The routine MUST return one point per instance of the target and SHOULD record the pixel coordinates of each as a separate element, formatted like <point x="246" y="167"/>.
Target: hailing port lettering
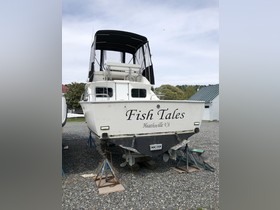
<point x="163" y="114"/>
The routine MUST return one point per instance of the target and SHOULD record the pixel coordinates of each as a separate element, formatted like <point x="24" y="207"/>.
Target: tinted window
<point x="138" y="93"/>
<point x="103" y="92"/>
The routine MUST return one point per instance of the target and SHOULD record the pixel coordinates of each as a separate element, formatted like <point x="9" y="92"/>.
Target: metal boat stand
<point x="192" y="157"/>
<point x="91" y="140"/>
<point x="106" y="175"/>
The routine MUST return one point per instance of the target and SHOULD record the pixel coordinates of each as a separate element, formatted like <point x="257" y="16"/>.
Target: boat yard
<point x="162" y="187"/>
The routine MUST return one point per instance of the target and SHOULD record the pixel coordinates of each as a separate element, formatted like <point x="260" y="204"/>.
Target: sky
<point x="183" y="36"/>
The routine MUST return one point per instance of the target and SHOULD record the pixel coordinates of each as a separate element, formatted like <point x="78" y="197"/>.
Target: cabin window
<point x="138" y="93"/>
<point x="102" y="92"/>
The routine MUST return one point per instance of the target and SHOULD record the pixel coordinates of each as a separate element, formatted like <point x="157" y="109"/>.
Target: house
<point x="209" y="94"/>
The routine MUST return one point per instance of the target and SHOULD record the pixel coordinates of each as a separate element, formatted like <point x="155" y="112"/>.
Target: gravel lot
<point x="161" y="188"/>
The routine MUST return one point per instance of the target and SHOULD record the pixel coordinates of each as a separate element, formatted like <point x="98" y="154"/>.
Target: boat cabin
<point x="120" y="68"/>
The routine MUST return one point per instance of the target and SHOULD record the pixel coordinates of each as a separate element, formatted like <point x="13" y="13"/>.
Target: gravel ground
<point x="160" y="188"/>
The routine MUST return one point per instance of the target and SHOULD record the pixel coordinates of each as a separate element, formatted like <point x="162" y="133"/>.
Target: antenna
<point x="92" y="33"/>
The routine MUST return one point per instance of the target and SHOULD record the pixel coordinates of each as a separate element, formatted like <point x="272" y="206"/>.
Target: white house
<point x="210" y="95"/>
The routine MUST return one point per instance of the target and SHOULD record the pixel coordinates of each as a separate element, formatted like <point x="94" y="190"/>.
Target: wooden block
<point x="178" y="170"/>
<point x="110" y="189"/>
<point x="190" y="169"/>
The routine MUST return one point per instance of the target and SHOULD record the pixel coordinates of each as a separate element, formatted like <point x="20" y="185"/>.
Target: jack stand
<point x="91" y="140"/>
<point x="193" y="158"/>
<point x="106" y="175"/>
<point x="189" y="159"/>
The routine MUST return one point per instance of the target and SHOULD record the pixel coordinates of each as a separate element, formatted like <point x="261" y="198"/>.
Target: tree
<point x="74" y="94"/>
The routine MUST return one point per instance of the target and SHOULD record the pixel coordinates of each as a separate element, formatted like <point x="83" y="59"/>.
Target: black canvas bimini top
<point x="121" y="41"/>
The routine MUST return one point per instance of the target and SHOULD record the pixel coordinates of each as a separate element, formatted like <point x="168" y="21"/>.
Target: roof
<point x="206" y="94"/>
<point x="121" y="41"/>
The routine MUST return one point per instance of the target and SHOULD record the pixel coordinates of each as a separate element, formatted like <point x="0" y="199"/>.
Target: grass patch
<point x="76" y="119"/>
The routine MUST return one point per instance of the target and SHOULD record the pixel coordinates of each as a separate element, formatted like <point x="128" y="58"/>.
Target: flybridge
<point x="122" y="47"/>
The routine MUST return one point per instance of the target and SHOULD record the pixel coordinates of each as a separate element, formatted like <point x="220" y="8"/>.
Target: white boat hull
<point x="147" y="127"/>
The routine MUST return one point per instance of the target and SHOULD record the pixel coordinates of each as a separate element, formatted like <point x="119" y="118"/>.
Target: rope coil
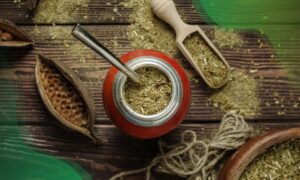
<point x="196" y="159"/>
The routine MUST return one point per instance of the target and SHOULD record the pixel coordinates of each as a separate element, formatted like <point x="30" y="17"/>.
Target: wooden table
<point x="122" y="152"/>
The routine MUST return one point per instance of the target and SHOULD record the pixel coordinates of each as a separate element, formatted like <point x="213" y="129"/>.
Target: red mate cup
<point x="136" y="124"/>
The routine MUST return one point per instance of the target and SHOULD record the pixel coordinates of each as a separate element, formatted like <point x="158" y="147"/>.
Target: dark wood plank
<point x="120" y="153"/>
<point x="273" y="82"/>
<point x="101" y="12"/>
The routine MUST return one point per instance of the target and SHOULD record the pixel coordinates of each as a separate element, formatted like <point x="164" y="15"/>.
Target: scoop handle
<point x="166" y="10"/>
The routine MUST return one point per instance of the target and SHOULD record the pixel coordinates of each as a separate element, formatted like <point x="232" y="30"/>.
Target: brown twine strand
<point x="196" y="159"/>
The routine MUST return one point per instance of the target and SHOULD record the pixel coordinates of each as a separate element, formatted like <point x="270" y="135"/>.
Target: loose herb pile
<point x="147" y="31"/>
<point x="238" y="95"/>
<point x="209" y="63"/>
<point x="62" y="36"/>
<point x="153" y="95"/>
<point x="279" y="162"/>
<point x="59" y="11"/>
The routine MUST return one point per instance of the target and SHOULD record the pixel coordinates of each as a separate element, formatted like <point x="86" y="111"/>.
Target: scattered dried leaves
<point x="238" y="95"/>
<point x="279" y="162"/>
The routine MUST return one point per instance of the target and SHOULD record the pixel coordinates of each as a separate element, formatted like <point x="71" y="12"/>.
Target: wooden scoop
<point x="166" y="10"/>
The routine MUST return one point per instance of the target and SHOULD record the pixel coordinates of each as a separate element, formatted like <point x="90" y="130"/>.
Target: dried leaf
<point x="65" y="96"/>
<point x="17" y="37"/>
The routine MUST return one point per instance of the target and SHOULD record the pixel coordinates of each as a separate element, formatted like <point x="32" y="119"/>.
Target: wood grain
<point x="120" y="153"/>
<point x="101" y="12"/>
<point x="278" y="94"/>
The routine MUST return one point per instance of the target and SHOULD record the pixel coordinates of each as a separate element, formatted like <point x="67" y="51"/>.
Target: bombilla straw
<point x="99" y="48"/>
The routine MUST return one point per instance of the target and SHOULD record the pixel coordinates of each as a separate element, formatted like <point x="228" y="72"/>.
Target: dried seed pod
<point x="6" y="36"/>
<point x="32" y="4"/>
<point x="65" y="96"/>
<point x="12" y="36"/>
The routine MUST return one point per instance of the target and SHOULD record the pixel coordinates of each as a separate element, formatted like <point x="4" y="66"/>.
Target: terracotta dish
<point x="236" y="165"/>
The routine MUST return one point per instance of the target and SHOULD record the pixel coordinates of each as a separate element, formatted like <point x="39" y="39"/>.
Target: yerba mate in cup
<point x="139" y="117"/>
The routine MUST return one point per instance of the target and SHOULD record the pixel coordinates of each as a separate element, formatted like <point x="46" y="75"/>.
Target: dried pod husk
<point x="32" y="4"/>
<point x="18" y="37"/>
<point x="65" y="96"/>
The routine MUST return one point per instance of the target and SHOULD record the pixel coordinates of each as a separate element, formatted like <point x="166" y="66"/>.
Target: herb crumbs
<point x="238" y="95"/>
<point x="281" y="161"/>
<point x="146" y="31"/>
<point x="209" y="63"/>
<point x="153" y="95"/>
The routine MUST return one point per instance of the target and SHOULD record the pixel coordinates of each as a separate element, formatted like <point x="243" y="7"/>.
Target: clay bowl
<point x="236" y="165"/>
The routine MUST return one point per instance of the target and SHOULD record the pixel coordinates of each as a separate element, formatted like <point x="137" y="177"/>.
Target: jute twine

__________

* _Task description_: Excluding the pictures, reproduce every entry exactly as given.

* _Solution for this exercise_:
The routine MUST return one point per instance of the target and SHOULD record the pixel coordinates of each as a separate element, formatted like <point x="246" y="167"/>.
Target: hailing port lettering
<point x="163" y="114"/>
The routine MUST return one point per instance of the target and SHOULD record the pixel coordinates of each as a separate element, formatted like <point x="24" y="207"/>.
Target: tinted window
<point x="138" y="93"/>
<point x="103" y="92"/>
The routine MUST return one point per instance of the target and SHOULD record the pixel coordinates of each as a separate element, formatted like <point x="9" y="92"/>.
Target: metal boat stand
<point x="192" y="157"/>
<point x="91" y="140"/>
<point x="106" y="175"/>
The routine MUST return one point per instance of the target and SHOULD record the pixel coordinates of each as a separate element, formatted like <point x="257" y="16"/>.
Target: boat yard
<point x="162" y="187"/>
The routine MUST return one point per instance of the target and SHOULD record the pixel coordinates of each as a separate element, formatted like <point x="260" y="204"/>.
Target: sky
<point x="183" y="36"/>
The routine MUST return one point per instance of the target and SHOULD record the pixel coordinates of each as a separate element, formatted like <point x="78" y="197"/>.
Target: cabin window
<point x="138" y="93"/>
<point x="102" y="92"/>
The routine MUST return one point per instance of the target and SHOULD record the pixel coordinates of each as a separate element, formatted like <point x="157" y="109"/>.
Target: house
<point x="209" y="94"/>
The routine MUST return one point per instance of the target and SHOULD record the pixel coordinates of each as a separate element, formatted like <point x="155" y="112"/>.
Target: gravel lot
<point x="161" y="188"/>
The routine MUST return one point per instance of the target and SHOULD record the pixel coordinates of each as a separate element, formatted like <point x="98" y="154"/>.
Target: boat cabin
<point x="120" y="68"/>
The routine MUST return one point per instance of the target and SHOULD record the pixel coordinates of each as a separate element, formatted like <point x="13" y="13"/>.
Target: gravel ground
<point x="160" y="188"/>
The routine MUST return one point per instance of the target and SHOULD record the pixel coordinates of each as a separate element, formatted like <point x="162" y="133"/>.
Target: antenna
<point x="92" y="33"/>
The routine MUST return one point per instance of the target and SHOULD record the pixel coordinates of each as a separate element, formatted like <point x="272" y="206"/>.
Target: white house
<point x="210" y="95"/>
The routine MUST return one point per instance of the target and SHOULD record the pixel coordinates of each as a separate element, formatted like <point x="94" y="190"/>.
Target: wooden block
<point x="178" y="170"/>
<point x="110" y="189"/>
<point x="190" y="169"/>
The routine MUST return one point per instance of the target and SHOULD record the pixel coordinates of each as a separate element, formatted like <point x="20" y="185"/>.
Target: jack stand
<point x="91" y="140"/>
<point x="193" y="158"/>
<point x="106" y="175"/>
<point x="189" y="159"/>
The routine MUST return one point per instance of the target and SHOULD record the pixel coordinates of each as a separate element, formatted like <point x="261" y="198"/>.
Target: tree
<point x="74" y="94"/>
The routine MUST return one point per instance of the target and SHOULD record the pixel coordinates of each as a separate element, formatted like <point x="83" y="59"/>.
Target: black canvas bimini top
<point x="121" y="41"/>
The routine MUST return one point per instance of the target and SHOULD record the pixel coordinates of each as a separate element, formatted like <point x="168" y="21"/>.
Target: roof
<point x="206" y="94"/>
<point x="121" y="41"/>
The routine MUST return one point per instance of the target and SHOULD record the pixel coordinates of each as a separate element, formatted like <point x="0" y="199"/>.
Target: grass patch
<point x="76" y="119"/>
The routine MUST return one point per instance of the target and SHOULD record the pixel coordinates of each as a separate element, formatted like <point x="128" y="58"/>.
Target: flybridge
<point x="122" y="47"/>
The routine MUST return one point per instance of the target and SHOULD record the pixel coordinates of each as a separate element, formatted like <point x="220" y="8"/>.
Target: white boat hull
<point x="147" y="127"/>
The routine MUST return one point per instance of the target and SHOULD record the pixel coordinates of each as a separate element, formatted like <point x="119" y="118"/>.
Target: rope coil
<point x="196" y="159"/>
The routine MUST return one point per instance of the target and SHOULD record the pixel coordinates of each as a separate element, formatted like <point x="30" y="17"/>.
Target: wooden table
<point x="122" y="152"/>
The routine MUST return one point per instance of the target and SHOULD record the pixel coordinates of each as a separate element, formatted like <point x="213" y="129"/>.
Target: red mate cup
<point x="136" y="124"/>
The routine MUST return one point per instance of the target and SHOULD record the pixel coordinates of each as a separate element, formatted like <point x="158" y="147"/>.
Target: dark wood plank
<point x="120" y="153"/>
<point x="273" y="82"/>
<point x="101" y="12"/>
The routine MUST return one point per instance of the target and SHOULD record the pixel coordinates of each as a separate element, formatted like <point x="164" y="15"/>.
Target: scoop handle
<point x="166" y="10"/>
The routine MUST return one point per instance of the target and SHOULD record the pixel coordinates of each as a separate element, formatted like <point x="232" y="30"/>.
Target: brown twine strand
<point x="196" y="159"/>
The routine MUST return one point per instance of the target and SHOULD record the pixel coordinates of each as a separate element, formatted like <point x="270" y="135"/>.
Target: loose herb pile
<point x="147" y="31"/>
<point x="238" y="95"/>
<point x="209" y="63"/>
<point x="62" y="36"/>
<point x="153" y="95"/>
<point x="279" y="162"/>
<point x="59" y="11"/>
The routine MUST return one point per instance of the target and SHOULD record the pixel coordinates of each as a separate element, formatted like <point x="86" y="111"/>.
Target: scattered dried leaves
<point x="238" y="95"/>
<point x="279" y="162"/>
The routine MUST return one point per instance of the target and SHOULD record the pixel coordinates of each as a separate element, formatted like <point x="71" y="12"/>.
Target: wooden scoop
<point x="166" y="10"/>
The routine MUST return one point per instance of the target and SHOULD record the pixel coordinates of each as a separate element, formatted like <point x="90" y="130"/>.
Target: dried leaf
<point x="65" y="96"/>
<point x="17" y="37"/>
The routine MUST return one point per instance of the target and SHOULD record the pixel coordinates of each as a separate element, formatted like <point x="32" y="119"/>.
Target: wood grain
<point x="120" y="153"/>
<point x="101" y="12"/>
<point x="278" y="94"/>
The routine MUST return one point per instance of the target and SHOULD record the pixel coordinates of each as a separate element, formatted like <point x="67" y="51"/>.
Target: bombilla straw
<point x="99" y="48"/>
The routine MUST return one point per instance of the target and SHOULD record the pixel coordinates of each as a separate element, formatted like <point x="228" y="72"/>.
Target: dried seed pod
<point x="6" y="36"/>
<point x="32" y="4"/>
<point x="65" y="96"/>
<point x="12" y="36"/>
The routine MUST return one point per instance of the target and SHOULD record the pixel coordinates of each as a separate element, formatted like <point x="4" y="66"/>.
Target: terracotta dish
<point x="236" y="165"/>
The routine MUST return one point per instance of the target and SHOULD record the pixel coordinates of each as a separate element, formatted like <point x="39" y="39"/>.
Target: yerba mate in cup
<point x="139" y="117"/>
The routine MUST return one point per instance of the target and SHOULD record the pixel coordinates of each as a separate element, formatted like <point x="46" y="75"/>.
Target: dried pod husk
<point x="32" y="4"/>
<point x="18" y="37"/>
<point x="65" y="96"/>
The routine MUST return one point per instance of the target and SHOULD record the pixel coordinates of each as a separate element, formatted like <point x="166" y="66"/>.
Target: herb crumbs
<point x="238" y="95"/>
<point x="281" y="161"/>
<point x="146" y="31"/>
<point x="209" y="63"/>
<point x="153" y="95"/>
The routine MUST return one point per instance of the target and SHOULD record the pixel coordinates of each as a separate element, formatted like <point x="243" y="7"/>.
Target: clay bowl
<point x="236" y="165"/>
The routine MUST return one point per instance of the target and SHOULD record the pixel coordinates of each as a separate element, formatted like <point x="137" y="177"/>.
Target: jute twine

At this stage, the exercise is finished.